■ Material for the task ■

○ ○ ○ ○

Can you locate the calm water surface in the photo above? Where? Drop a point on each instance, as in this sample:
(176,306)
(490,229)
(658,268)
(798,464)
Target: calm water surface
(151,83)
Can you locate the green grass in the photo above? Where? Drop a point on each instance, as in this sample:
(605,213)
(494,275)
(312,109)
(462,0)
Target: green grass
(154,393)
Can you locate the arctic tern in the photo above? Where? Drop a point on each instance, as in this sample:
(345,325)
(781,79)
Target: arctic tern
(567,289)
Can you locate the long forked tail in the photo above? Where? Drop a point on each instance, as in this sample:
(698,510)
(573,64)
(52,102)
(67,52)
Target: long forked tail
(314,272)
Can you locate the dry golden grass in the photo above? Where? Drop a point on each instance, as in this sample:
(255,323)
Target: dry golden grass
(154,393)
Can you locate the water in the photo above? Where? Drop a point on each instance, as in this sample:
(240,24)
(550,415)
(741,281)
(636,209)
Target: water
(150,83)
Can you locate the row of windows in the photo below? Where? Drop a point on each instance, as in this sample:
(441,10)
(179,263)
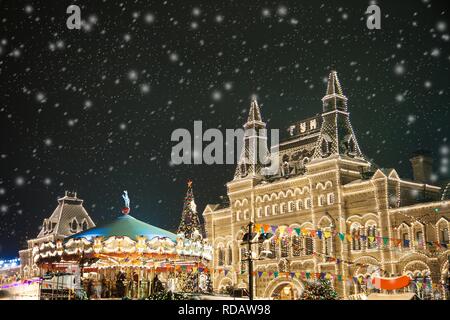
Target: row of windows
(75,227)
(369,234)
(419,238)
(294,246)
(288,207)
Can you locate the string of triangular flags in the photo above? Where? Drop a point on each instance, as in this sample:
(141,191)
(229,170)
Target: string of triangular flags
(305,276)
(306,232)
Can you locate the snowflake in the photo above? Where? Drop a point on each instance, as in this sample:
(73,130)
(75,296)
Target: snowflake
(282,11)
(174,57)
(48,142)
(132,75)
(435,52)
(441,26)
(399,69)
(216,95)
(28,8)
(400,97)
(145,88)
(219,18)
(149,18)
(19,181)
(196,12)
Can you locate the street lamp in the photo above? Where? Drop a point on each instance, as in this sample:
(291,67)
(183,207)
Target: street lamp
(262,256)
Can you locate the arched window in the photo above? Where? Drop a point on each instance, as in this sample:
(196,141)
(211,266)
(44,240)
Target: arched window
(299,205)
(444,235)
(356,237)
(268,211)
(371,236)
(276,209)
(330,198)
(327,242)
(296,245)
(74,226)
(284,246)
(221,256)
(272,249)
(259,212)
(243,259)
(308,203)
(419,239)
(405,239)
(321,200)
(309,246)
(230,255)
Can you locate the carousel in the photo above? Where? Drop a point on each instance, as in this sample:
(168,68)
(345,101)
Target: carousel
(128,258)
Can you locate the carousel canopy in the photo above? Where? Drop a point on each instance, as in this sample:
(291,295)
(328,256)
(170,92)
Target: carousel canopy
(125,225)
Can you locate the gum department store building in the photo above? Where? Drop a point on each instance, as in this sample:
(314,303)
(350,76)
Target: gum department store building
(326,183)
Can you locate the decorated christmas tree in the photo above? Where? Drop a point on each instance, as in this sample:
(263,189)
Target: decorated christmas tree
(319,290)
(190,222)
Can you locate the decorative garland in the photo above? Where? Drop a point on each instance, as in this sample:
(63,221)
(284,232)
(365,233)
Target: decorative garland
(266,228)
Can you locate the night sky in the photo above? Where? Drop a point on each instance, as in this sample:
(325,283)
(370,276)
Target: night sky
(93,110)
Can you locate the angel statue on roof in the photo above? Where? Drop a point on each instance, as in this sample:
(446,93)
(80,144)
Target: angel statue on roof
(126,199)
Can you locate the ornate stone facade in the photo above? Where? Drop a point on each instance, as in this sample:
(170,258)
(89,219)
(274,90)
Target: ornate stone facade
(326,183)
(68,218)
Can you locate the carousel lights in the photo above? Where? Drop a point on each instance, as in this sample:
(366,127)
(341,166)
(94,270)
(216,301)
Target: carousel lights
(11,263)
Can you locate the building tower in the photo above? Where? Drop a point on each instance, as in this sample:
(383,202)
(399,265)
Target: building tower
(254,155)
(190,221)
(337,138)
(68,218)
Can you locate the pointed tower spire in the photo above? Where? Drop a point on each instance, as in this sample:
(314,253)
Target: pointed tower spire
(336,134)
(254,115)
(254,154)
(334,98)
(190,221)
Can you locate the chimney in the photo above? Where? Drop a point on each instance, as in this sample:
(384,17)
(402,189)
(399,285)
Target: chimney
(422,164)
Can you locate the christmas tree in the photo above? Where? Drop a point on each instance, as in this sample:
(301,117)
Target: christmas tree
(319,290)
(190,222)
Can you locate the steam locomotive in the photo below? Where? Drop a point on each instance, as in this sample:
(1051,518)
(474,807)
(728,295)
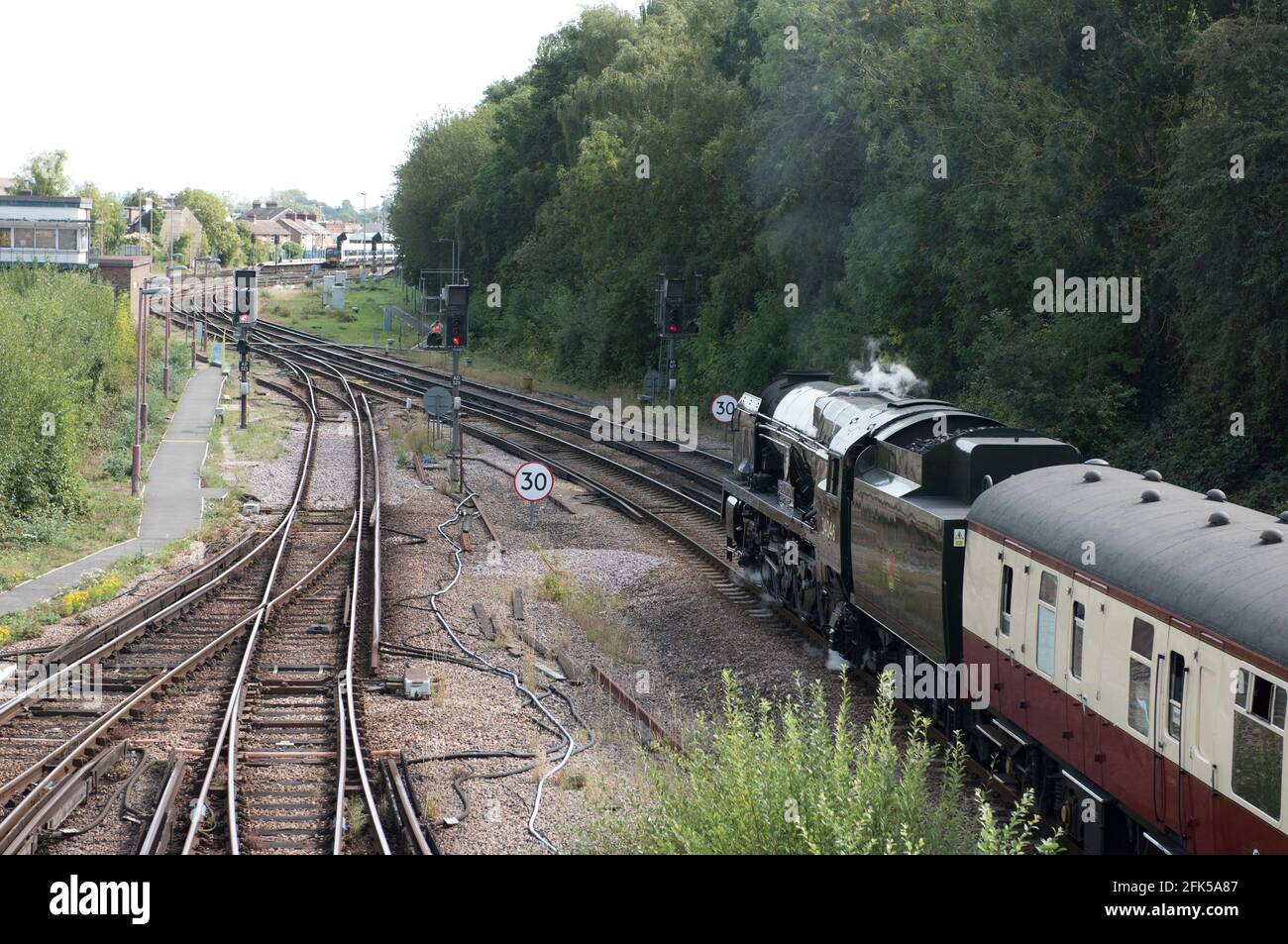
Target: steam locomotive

○ ○ ○ ○

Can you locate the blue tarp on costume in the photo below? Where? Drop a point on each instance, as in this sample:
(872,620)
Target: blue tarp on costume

○ ○ ○ ○

■ Exercise instructions ■
In the entries from the line containing "Can you locate the night" through the line containing "Target: steam locomotive", swap "chimney" for "smokestack" and reproduce those lines with nothing else changed, leaving out the pictures.

■ Completed task ■
Can you locate the night sky in the photo above? Where? Drop a point on each instance, as in this sample:
(325,283)
(370,276)
Target: night sky
(93,110)
Can you locate the angel statue on roof in the photo above? Where? Drop a point on each instance, as in this sample:
(446,93)
(80,144)
Target: angel statue on roof
(126,199)
Can you locate the ornate stone facade in the photo above? Where? Drop a point on each instance, as in this sample:
(170,258)
(89,219)
(274,90)
Target: ornate stone facade
(326,183)
(68,218)
Can you locate the carousel lights in the photo above? Where? Drop a point on each instance, as in this sample:
(366,127)
(341,166)
(94,270)
(216,301)
Target: carousel lights
(11,263)
Can you locate the building tower in the photo above? Where? Drop a point on each instance, as in this sample:
(383,202)
(399,265)
Target: building tower
(254,155)
(190,221)
(337,138)
(68,218)
Can you locate the pointed tower spire in the photo above? Where? Drop a point on each instance, as in this sample:
(314,253)
Target: pointed tower spire
(336,134)
(254,115)
(254,154)
(334,98)
(190,221)
Can you locate the smokestack in the photo above? Where? Drop a point on each instance, as in this sample:
(384,17)
(402,189)
(399,285)
Target: smokestack
(422,164)
Can you locate the christmas tree in the photo above? Where? Drop a point on each instance, as in this sample:
(301,117)
Target: christmas tree
(319,290)
(190,222)
Can you locate the steam locomotive in the photo below? Where? Drop a point on each instance, as in this sample:
(1051,518)
(474,807)
(728,295)
Target: steam locomotive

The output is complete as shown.